[THE DATA]

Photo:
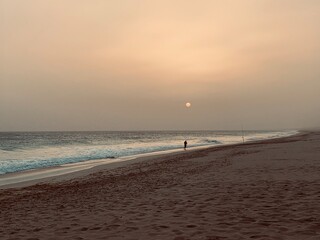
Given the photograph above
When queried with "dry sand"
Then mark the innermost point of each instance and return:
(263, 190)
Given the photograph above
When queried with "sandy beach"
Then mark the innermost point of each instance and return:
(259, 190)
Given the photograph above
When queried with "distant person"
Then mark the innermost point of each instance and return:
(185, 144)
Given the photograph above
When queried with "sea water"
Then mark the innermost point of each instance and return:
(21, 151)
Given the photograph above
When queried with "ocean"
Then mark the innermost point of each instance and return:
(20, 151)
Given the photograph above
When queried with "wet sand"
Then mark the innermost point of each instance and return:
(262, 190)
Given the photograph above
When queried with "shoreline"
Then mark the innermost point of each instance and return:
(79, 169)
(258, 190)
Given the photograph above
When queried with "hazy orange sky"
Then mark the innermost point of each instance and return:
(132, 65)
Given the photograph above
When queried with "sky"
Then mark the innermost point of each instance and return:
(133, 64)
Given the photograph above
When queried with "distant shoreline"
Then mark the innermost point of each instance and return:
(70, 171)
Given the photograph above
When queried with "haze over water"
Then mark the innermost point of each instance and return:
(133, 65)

[/THE DATA]
[THE DATA]

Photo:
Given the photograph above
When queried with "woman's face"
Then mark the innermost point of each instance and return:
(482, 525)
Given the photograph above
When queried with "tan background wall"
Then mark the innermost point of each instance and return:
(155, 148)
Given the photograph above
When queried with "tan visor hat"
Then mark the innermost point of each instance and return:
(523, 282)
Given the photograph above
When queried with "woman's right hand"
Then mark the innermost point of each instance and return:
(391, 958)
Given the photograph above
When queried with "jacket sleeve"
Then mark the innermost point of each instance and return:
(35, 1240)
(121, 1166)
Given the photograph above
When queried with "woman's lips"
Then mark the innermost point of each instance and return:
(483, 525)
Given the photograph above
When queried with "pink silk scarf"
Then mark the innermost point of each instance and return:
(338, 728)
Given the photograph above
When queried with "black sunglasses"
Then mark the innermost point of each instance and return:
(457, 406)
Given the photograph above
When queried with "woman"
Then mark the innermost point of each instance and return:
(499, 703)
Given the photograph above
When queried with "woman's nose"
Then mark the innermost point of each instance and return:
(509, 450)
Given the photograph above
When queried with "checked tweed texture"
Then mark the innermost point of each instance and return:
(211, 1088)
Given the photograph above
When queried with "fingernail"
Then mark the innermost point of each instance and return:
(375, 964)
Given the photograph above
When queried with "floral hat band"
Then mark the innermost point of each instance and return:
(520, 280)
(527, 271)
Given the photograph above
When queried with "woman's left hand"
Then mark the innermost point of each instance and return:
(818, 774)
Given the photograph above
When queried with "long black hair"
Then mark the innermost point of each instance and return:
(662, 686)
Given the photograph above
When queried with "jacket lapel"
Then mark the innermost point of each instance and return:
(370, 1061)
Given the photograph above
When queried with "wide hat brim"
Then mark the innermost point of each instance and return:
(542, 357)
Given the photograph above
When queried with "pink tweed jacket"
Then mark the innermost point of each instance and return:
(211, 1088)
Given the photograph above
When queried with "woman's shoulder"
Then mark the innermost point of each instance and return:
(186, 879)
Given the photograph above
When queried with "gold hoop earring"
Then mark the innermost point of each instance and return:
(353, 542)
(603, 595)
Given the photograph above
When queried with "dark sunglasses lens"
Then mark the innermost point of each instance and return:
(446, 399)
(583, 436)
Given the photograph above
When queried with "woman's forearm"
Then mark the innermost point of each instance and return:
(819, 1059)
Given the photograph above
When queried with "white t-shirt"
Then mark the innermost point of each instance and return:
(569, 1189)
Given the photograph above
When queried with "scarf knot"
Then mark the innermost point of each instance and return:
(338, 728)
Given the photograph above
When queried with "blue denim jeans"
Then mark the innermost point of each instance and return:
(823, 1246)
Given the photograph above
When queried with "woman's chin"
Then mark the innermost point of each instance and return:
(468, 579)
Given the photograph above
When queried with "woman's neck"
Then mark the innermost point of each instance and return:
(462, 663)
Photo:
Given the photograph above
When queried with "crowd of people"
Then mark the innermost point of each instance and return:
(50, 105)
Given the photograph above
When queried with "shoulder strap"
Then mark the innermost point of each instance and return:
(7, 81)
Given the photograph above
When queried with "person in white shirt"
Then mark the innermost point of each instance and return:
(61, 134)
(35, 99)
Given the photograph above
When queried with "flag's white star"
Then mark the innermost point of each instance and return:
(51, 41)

[/THE DATA]
[THE DATA]

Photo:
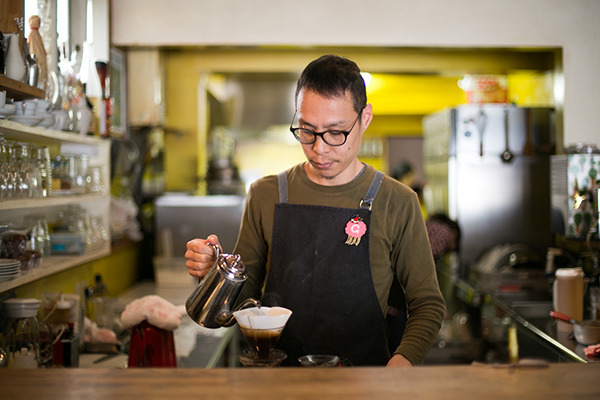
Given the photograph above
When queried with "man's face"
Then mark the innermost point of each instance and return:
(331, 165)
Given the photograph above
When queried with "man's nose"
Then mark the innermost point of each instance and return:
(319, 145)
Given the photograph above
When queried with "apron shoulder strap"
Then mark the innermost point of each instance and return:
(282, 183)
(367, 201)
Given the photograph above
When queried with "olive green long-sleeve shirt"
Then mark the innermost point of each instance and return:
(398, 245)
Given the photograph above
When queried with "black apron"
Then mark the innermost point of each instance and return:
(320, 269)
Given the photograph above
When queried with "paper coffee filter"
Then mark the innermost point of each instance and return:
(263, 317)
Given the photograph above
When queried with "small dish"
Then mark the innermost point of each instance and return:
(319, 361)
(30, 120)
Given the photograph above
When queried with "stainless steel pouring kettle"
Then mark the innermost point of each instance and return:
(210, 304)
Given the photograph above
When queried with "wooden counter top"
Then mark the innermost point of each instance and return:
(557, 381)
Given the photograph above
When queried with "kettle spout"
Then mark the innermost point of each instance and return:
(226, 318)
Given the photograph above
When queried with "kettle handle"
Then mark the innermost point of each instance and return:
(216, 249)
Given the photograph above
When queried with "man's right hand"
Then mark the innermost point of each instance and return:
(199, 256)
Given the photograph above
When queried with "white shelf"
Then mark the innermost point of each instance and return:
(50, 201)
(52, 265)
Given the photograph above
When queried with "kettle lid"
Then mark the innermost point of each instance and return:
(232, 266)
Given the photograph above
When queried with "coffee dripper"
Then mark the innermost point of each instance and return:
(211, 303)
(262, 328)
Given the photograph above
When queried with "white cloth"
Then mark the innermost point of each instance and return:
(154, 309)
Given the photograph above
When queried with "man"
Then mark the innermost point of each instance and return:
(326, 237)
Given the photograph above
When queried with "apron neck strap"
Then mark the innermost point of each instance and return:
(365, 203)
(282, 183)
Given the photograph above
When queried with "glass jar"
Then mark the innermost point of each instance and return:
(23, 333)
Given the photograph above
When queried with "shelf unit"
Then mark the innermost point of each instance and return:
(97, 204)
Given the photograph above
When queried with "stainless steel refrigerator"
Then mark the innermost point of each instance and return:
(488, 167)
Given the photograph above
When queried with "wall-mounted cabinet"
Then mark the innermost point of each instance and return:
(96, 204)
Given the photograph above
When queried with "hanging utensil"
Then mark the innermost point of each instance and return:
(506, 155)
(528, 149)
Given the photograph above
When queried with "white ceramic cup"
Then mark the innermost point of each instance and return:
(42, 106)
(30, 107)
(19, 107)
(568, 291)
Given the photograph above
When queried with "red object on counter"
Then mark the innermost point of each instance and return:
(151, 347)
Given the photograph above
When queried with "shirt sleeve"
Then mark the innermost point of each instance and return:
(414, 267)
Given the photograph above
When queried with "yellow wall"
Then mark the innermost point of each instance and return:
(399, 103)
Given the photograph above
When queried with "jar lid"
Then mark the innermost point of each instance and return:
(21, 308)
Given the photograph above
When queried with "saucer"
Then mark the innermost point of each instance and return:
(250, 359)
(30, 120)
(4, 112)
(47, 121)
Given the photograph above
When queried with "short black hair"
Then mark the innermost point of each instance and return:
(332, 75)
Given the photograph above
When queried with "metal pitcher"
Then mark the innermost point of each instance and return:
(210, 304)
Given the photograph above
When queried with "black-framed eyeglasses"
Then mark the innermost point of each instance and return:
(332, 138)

[/THE DATA]

Scan the material above for lines holding "jacket" and copy each of them.

RESPONSE FOR THIS EXERCISE =
When queried with "jacket sleeve"
When queried with "jacket lapel"
When queried with "pink tweed jacket"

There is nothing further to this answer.